SOURCE TEXT
+++++

They looked as if they were closing but fried some more for me. I felt almost guilty about making them do it. I didn't really want to eat - I'd had dinner and also some sandwiches on the train, and chips seemed the most harmless purchase. A fizzy drink would have been cheaper but viler. An apparenlty pissed African bloke came in and asked for a chicken kebab, was told that there was only lamb left (though I could see two doner machines and one of them didn;t look like lamb to me. It didn;t look like chicken eitherm but I wasn't about to investigate closely), he walked out, came back a few minutes later after talking to someone invisible outside in the street, asked for the lamb anyway and got into some complicated negotiating about the difference between a large doner for four pounds and a small for three, much to the frustration of the sellers. I think he actually only wanted a small one, but it seemed to be an matter of honour for him to not be seen to be caring about the price - the kebab shop people were, he said, from A-broad where all they are interested in is money, just like the government who put VAT on everything even ESOL lessons. (He's not the only person I've heard moan about that - I wonder if the government has the slightest idea how many votes they lost over ESOL charges). But then an east-Asian couple came in, Chinese, or maybe Koreans. They didn't order any food but asked the people serving if they knew any hotels nearby - there was a sort of just-off-the-boat feel to he conversation, not that very many boats call at Deptford any more - and then after somethinelse I didn't catch, they asked if the women could use the toilet. She could, and they were told where it was, but her English wasn't up to it (or maybe the perhaps Kurdish English she was listening to wasn't up to it, even though it was little more than down the steps walk to the end and its on the left) so the man with her translated directions for her and the pissed small-kebab-eating man started parodying his language loudly. Sort of "Ah DONG wa PING-pang-ting" Sticky moment, for a moment. But everyone smiled it off and nothing happened. One of the things about people who work in kebab shops is that they use what are in effect floppy swords or large flensing knives to slice the meat of the giant doner sausage. I don't know if this makes me feel safer or not.

+++++

PROBLEM STATEMENT
Answer these questions from the kebab shop account above.
(a) What were the prices of the large doner and the small doner?
(b) Before asking about the toilet, what did the east-Asian couple ask the people serving?
(c) What does the writer say kebab shop workers use to slice the meat?

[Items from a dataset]
+++++

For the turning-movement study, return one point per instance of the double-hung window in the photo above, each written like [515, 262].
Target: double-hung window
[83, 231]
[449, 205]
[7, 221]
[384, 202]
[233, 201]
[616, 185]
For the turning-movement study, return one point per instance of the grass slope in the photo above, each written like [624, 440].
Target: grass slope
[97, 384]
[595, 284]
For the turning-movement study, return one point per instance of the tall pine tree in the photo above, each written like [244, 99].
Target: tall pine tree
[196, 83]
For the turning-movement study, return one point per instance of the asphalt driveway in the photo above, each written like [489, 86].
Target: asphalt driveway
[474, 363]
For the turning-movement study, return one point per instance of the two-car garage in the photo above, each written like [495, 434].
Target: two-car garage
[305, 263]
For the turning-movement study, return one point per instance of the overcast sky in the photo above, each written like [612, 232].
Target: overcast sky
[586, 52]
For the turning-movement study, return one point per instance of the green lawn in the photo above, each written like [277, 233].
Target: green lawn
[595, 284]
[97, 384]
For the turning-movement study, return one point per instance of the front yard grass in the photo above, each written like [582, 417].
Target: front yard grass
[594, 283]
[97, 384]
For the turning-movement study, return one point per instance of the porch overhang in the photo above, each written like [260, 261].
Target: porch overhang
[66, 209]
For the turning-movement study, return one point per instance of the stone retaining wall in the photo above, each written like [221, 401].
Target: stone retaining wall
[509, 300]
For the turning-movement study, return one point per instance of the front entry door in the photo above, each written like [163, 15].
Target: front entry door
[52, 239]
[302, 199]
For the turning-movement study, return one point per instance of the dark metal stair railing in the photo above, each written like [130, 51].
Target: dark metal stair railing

+++++

SOLUTION TO THE EXERCISE
(a) The large doner was four pounds, and the small one was three pounds.
(b) They asked whether the people serving knew of any hotels nearby.
(c) They use what are in effect floppy swords or large flensing knives.